Your goal:
Repeat the data below exactly, dropping any pictures it holds.

[Entries from a dataset]

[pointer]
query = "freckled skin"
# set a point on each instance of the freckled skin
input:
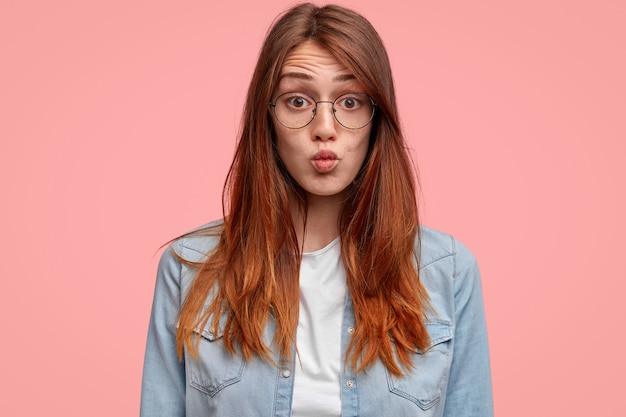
(297, 147)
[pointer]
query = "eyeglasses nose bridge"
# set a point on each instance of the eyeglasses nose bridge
(334, 110)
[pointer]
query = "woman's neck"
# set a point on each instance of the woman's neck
(322, 221)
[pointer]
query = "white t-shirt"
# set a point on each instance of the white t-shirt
(316, 390)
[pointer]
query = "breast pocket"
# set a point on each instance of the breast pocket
(424, 385)
(214, 368)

Written answer:
[pointer]
query = "freckled skin"
# set a point on each instance of the freckled skin
input:
(297, 147)
[pointer]
query = "eyeglasses nose bridge"
# set a point on each instance of the eyeglasses nose bridge
(334, 110)
[pointer]
query = "woman's neck"
# set a point on each instance of the woman's neck
(322, 221)
[pointer]
query = "white t-shirt"
# set a point on each instance of the white t-shirt
(316, 390)
[pointer]
query = "breast pocket"
# set a point on each instance of the breast pocket
(424, 385)
(214, 368)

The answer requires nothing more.